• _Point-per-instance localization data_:
•••
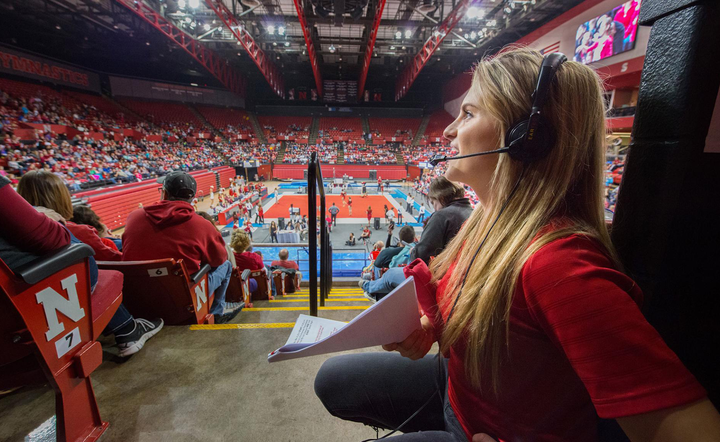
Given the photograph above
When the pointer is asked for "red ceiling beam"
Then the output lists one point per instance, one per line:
(307, 33)
(269, 69)
(408, 76)
(216, 65)
(370, 46)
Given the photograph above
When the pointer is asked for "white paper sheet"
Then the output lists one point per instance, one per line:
(391, 319)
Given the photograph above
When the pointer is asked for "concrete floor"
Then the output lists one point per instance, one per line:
(207, 385)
•••
• _Problem statement_: Output every record exactly, minus the pictures.

• _Exercise response_:
Given the photograph above
When the pointer is asked for "red ceiling beam"
Then the output lists one point per instance, one per line:
(307, 33)
(269, 69)
(408, 76)
(216, 65)
(370, 46)
Given the photograph above
When the pointer is asked for "white paper sheet"
Then the output lists one point per instance, one per line:
(391, 319)
Given the photograph above
When the pointer is asked for "concrete floor"
Then the output lists one point per instance, one per line:
(207, 385)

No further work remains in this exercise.